[Text Boundary: Start]

To think like a budget writer in the Texas Legislature, you need to treat tax cuts as spending decisions.
A budget starts with a stack of money and the question of how to use it. A tax cut goes on the same list as an increase in spending on state police, mental hospitals, public schools — or anything else interested parties seek.
This is familiar ground for the contestants. Some legislators get elected talking about what they would spend on programs and services like education, health care, highways or water. Some get elected talking about smaller government — about curbing taxes and reducing fees. It is not entirely a partisan split, and there is rarely a clean line between the product-sensitive legislators and the price-sensitive ones.
In 2011, lawmakers came to Austin and found a fiscal mess. They made some cuts, like more than $5 billion in public education spending. And they reached for a familiar bag of financial tricks, like delaying payments from one fiscal year to the next, that helped balance the books without deeper cuts to existing programs.
Two years later, they came back to find plenty of money. They undid their accounting magic, setting the books straight and moving payments into the proper budget years. They restored education financing and other cuts. They had enough money, in other words, to put the budget back on its pre-2011 course.

[Text Boundary: End]
[Entries shown Boundary: Start]

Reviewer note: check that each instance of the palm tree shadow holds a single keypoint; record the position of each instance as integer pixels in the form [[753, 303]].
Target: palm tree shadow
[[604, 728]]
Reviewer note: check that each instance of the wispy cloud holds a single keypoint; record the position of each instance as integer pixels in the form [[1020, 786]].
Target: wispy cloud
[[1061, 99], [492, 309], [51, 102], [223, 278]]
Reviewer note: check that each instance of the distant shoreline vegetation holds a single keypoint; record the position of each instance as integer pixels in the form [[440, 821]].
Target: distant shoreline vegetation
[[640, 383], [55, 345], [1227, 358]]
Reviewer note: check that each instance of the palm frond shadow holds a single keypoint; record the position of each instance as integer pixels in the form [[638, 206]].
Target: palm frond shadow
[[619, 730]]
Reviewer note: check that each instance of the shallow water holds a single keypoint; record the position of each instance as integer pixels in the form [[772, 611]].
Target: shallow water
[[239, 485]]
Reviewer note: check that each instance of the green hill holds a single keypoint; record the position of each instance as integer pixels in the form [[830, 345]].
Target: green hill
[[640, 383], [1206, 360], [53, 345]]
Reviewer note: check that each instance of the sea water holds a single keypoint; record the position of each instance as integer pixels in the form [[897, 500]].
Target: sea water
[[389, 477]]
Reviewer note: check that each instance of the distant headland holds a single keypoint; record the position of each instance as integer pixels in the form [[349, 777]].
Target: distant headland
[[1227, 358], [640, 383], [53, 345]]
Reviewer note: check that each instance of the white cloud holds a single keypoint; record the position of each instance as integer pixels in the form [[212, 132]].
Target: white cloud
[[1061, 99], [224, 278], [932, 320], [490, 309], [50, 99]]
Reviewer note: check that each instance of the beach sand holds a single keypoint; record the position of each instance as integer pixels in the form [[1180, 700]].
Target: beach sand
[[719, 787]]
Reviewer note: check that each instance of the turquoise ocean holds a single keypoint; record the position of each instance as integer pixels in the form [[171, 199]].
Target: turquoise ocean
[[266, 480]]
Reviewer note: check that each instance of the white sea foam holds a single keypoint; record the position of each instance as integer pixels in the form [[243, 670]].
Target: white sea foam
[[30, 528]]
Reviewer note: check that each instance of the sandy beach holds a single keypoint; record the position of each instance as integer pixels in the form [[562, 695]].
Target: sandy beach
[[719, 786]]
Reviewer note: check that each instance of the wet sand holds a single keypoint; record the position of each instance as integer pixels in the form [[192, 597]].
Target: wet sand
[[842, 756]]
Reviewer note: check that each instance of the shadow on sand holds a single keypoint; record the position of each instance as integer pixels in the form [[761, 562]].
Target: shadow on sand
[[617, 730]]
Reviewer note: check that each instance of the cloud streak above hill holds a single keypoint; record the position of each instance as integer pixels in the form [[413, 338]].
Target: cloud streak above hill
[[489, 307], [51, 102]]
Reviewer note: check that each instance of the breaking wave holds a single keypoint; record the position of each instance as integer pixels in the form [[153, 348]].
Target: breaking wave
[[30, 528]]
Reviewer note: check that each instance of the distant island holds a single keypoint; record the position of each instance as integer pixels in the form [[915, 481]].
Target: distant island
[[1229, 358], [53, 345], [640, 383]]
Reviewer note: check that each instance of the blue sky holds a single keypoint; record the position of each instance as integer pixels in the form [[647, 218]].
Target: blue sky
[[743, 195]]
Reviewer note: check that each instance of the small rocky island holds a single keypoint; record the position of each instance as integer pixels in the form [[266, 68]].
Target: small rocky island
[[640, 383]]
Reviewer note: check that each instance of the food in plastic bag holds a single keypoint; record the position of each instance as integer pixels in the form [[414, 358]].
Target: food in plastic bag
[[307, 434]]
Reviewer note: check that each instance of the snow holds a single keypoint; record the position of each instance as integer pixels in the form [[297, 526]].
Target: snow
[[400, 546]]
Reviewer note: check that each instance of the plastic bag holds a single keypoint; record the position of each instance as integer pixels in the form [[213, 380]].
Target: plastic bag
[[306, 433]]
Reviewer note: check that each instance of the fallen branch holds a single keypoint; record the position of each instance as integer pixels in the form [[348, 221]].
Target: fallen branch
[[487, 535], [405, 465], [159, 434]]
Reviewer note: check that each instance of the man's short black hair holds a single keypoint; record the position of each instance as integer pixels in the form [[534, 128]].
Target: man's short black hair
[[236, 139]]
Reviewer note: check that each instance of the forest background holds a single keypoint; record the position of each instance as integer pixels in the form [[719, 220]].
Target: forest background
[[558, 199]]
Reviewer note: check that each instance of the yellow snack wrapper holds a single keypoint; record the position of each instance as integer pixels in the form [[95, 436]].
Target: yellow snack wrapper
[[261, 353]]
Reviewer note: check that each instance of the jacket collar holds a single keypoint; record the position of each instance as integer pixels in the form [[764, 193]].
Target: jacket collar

[Entries shown Boundary: End]

_Using the information_.
a. Shorten the paragraph of the piece on the Texas budget that begins "In 2011, lawmakers came to Austin" while keeping its main facts.
b. Reproduce the piece on the Texas budget between "A budget starts" and "the price-sensitive ones.", inclusive, changing every "legislators" to "lawmakers".
Work only from the piece on the Texas budget.

_Solutions_.
a. Facing a fiscal mess in 2011, Texas lawmakers cut more than $5 billion from public education. They also used financial tricks, such as pushing payments into the next fiscal year, to balance the books without deeper cuts to existing programs.

b.
A budget starts with a stack of money and the question of how to use it. A tax cut goes on the same list as an increase in spending on state police, mental hospitals, public schools — or anything else interested parties seek.
This is familiar ground for the contestants. Some lawmakers get elected talking about what they would spend on programs and services like education, health care, highways or water. Some get elected talking about smaller government — about curbing taxes and reducing fees. It is not entirely a partisan split, and there is rarely a clean line between the product-sensitive lawmakers and the price-sensitive ones.